- **SELECTED EXCERPT**:
A template for using the CU environments and tracking generated data
This is always changing but ultimately the plan is to back data up on the CU Ophthalmology Isilon. That will have this structure:
Note: git_repo_name is where results go, but not the repo itself. This shouldn't be where code lives.
/Some_Parent_Lab_Folder
/data
/public
/private
/projects
/<git_repo_name>
/sample_analysis1
/sample_analysis2
/<git_repo_name>
/sample_analysis
/<git_repo_name>
...
Right now we have these machines:
- linux-tower1 (public only)
- linux-tower2 (public only)
- gpu-server (public and private PHI data)
Until further notice linux-tower1 will be the main source but on various machines we will likely need to partition data and projects as all data won't fit on one server. That is where the isilon above comes in but we need to wait for that and or the RAID (more details on that later, but it's a mountable data source that mimics the isilon).
- People should work in their home directories and clone git code there.
- A corresponding folder with the same exact name should be under /projects
- Any folders under /projects/ should have a manually made README.md with 3 things:
- Github repo link
- Commit hash that made this data
- Source data for this particular analysis
- A copy of the .env used with code that stores /data source and any other config
Later if you all think merging the .env data with the README.md for one README.md file that has everything, we can do that.
Ex: Organization with this very repo:
/data
/...data used
/projects
/CU_Project_Template
/sample_analysis
/home/bearceb/CU_Project_Template
Frankly unless absolutely necessary using virtualenvs is better than using docker containers. It allows us to use proper permissions so we don't delete things. I highly HIGHLY recommend this and will demo this first for that reason.

- **OBJECTIVES**:
1. Summarize the CU template text in two sentences.
2. Write out the part of the CU template text from "A template for" to "where code lives.".
The lines that come next play no part in this.

- **COLLECTED MATERIAL**:
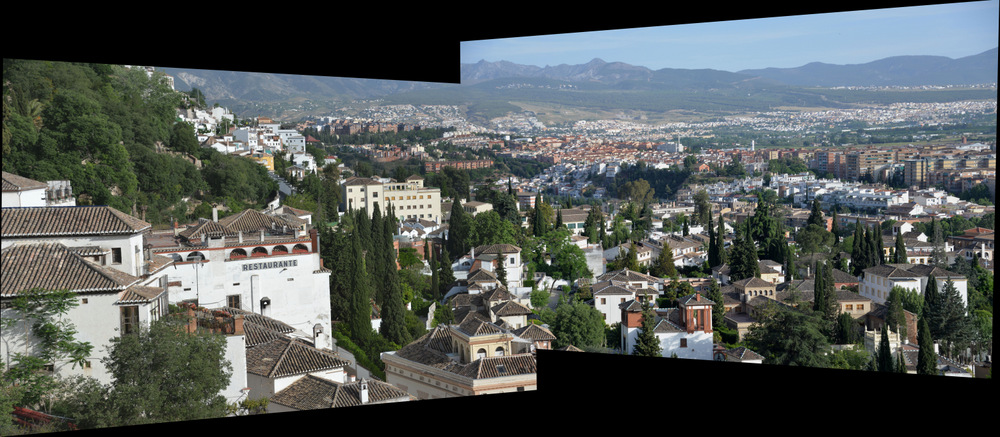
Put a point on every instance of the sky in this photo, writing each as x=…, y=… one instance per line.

- **EXERCISE SOLUTIONS**:
1. The plan is to back up data on the CU Ophthalmology Isilon in a set folder structure, with linux-tower1 serving as the main source until then. People should work and clone code in their home directories, each folder under /projects needs a README.md with the GitHub repo link, commit hash, and source data, and virtualenvs are recommended over docker containers.

2.
A template for using the CU environments and tracking generated data
This is always changing but ultimately the plan is to back data up on the CU Ophthalmology Isilon. That will have this structure:
Note: git_repo_name is where results go, but not the repo itself. This shouldn't be where code lives.